*Problem details:* Transcribe each of the records below exactly, excluding all pictures.

___ Record list ___

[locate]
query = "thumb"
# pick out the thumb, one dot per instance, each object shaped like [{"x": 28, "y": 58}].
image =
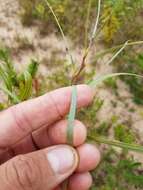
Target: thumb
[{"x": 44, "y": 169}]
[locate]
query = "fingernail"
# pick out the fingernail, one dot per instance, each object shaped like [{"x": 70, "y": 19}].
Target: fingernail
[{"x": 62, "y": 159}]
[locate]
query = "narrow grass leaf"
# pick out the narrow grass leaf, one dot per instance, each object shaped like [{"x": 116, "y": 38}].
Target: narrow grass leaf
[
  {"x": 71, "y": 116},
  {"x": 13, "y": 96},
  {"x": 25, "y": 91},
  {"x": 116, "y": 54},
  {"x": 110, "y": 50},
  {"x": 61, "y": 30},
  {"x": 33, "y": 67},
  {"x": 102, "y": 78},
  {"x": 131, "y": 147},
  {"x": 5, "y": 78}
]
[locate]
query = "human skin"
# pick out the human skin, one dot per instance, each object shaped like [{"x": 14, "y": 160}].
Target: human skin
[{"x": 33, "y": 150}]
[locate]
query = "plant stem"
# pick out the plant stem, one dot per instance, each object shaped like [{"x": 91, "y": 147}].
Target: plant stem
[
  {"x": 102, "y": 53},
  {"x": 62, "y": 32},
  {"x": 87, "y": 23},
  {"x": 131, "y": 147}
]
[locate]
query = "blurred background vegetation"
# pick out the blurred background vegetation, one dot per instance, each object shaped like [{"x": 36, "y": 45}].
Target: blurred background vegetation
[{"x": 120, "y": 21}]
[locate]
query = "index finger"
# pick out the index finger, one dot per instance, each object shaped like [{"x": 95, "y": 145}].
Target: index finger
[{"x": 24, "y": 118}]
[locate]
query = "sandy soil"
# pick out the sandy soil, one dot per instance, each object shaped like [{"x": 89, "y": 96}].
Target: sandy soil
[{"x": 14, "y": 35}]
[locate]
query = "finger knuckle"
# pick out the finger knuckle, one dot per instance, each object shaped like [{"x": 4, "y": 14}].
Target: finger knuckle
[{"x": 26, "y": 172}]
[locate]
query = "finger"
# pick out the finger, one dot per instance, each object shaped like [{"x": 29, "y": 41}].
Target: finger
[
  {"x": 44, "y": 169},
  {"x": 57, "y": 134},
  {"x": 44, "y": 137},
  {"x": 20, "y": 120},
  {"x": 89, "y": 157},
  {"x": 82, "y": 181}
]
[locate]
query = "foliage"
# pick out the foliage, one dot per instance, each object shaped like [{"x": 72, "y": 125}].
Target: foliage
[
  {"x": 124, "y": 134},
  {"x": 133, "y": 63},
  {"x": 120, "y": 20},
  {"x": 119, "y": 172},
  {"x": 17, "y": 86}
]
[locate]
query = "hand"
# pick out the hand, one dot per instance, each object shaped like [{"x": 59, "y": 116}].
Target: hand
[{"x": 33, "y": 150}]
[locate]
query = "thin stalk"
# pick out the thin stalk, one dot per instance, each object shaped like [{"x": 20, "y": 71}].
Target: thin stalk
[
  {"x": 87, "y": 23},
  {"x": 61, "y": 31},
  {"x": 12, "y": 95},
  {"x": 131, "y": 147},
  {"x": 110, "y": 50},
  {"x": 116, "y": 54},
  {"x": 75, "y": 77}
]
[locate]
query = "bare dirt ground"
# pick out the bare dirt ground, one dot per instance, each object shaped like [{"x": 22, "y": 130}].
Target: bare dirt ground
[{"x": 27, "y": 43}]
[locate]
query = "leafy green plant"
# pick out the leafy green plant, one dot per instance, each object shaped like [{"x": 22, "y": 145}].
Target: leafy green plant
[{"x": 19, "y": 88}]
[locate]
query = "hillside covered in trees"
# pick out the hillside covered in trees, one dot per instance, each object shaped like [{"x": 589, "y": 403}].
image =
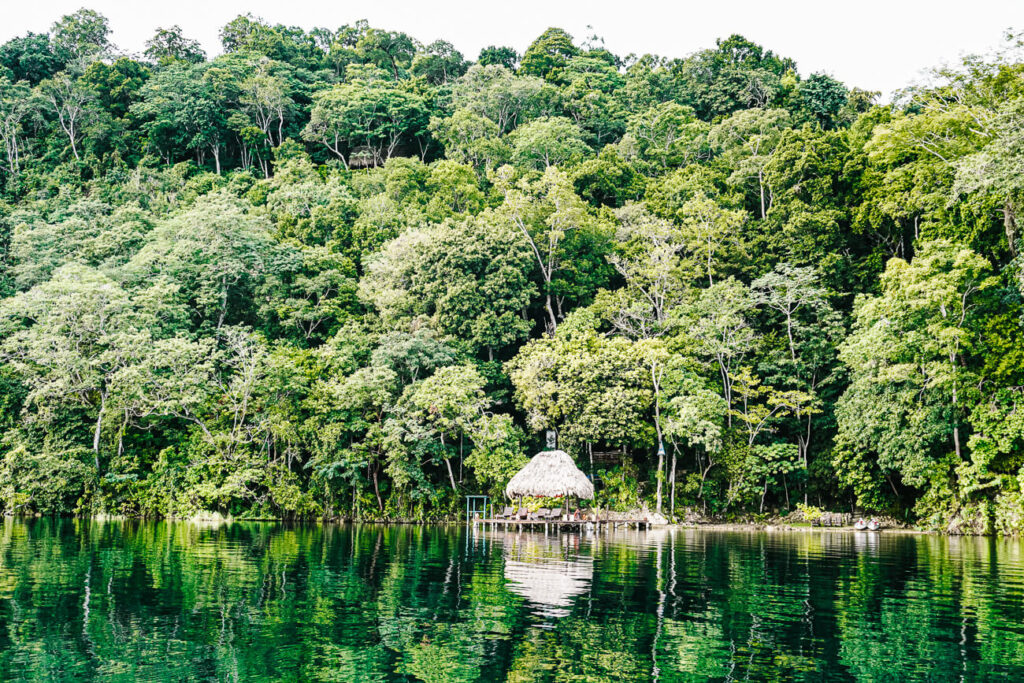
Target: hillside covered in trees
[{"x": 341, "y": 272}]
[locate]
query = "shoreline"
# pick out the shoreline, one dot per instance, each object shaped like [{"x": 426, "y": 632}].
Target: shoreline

___

*Response to this exercise:*
[locate]
query = "thumb"
# pick out the thumb, one dot per instance, each object shaped like [{"x": 28, "y": 58}].
image =
Target: thumb
[{"x": 44, "y": 169}]
[locate]
query = "fingernail"
# pick out the fingernail, one dot per instance, each object shaped like [{"x": 70, "y": 19}].
Target: fingernail
[{"x": 62, "y": 159}]
[locate]
query = "narrow grass leaf"
# pick out the narrow grass leaf, one dot per instance, each object shaped like [{"x": 116, "y": 38}].
Target: narrow grass leaf
[
  {"x": 71, "y": 116},
  {"x": 13, "y": 96},
  {"x": 25, "y": 91},
  {"x": 116, "y": 54},
  {"x": 110, "y": 50},
  {"x": 61, "y": 30},
  {"x": 33, "y": 67},
  {"x": 102, "y": 78},
  {"x": 131, "y": 147},
  {"x": 5, "y": 78}
]
[locate]
query = "human skin"
# pick out the human skin, one dot per instance, each object shaped like [{"x": 14, "y": 160}].
Target: human skin
[{"x": 33, "y": 150}]
[locate]
query = "plant stem"
# pick out the plant stem, one dot per instance, each object shaped like [{"x": 91, "y": 147}].
Target: plant stem
[
  {"x": 102, "y": 53},
  {"x": 62, "y": 32},
  {"x": 87, "y": 23},
  {"x": 131, "y": 147}
]
[locate]
query = "blurred background vegetation"
# pick out the blurred background vegetation, one dot per instance, each object shaped like [{"x": 36, "y": 45}].
Target: blurred background vegetation
[{"x": 120, "y": 21}]
[locate]
query = "index finger"
# pick out the index finger, one dot per instance, each object shaped like [{"x": 95, "y": 145}].
Target: index finger
[{"x": 24, "y": 118}]
[locate]
query = "sandy soil"
# pick out the sandy soil, one dot per instance, each object shaped like [{"x": 89, "y": 96}].
Target: sandy soil
[{"x": 14, "y": 35}]
[locate]
query = "finger knuckle"
# pick out the finger knuckle, one dot per instance, each object shaped like [{"x": 4, "y": 14}].
Target: finger knuckle
[{"x": 26, "y": 172}]
[locate]
query = "finger"
# pick out the finger, one dot per instance, each object shaped like [{"x": 29, "y": 41}].
Target: finger
[
  {"x": 44, "y": 169},
  {"x": 57, "y": 134},
  {"x": 44, "y": 137},
  {"x": 20, "y": 120},
  {"x": 89, "y": 157},
  {"x": 82, "y": 181}
]
[locate]
query = "foliage"
# pick out the foliage, one dot per instance, each object shaped like [{"x": 72, "y": 125}].
Target: foliage
[
  {"x": 124, "y": 134},
  {"x": 133, "y": 63},
  {"x": 120, "y": 20},
  {"x": 119, "y": 172},
  {"x": 17, "y": 86}
]
[locate]
query = "hand"
# pick out the hand, one dot per instance, each object shaped like [{"x": 59, "y": 116}].
Target: hand
[{"x": 33, "y": 150}]
[locate]
query = "thin stalk"
# pick out the thin stalk, one dot per instance, each object shaped like [{"x": 20, "y": 71}].
Target: thin stalk
[
  {"x": 87, "y": 23},
  {"x": 61, "y": 31},
  {"x": 12, "y": 95},
  {"x": 131, "y": 147},
  {"x": 110, "y": 50},
  {"x": 116, "y": 54},
  {"x": 75, "y": 77}
]
[locate]
query = "bare dirt ground"
# pick out the bare dirt ground, one dot per instance, each object shaped like [{"x": 22, "y": 130}].
Target: bare dirt ground
[{"x": 27, "y": 43}]
[locate]
query = "leafy green plant"
# pick out the leafy green plant, one dot per instance, each object shaped like [{"x": 22, "y": 145}].
Target: leafy green plant
[{"x": 19, "y": 88}]
[locate]
query = "hillside covered in trees"
# pick out the hillside covered in trees, one dot per instance, each object shaped like [{"x": 589, "y": 403}].
image =
Target: hillside covered in trees
[{"x": 341, "y": 272}]
[locate]
query = "shoreline"
# pick out the shoreline, one dot per instance, each object shaped like [{"x": 426, "y": 632}].
Target: shoreline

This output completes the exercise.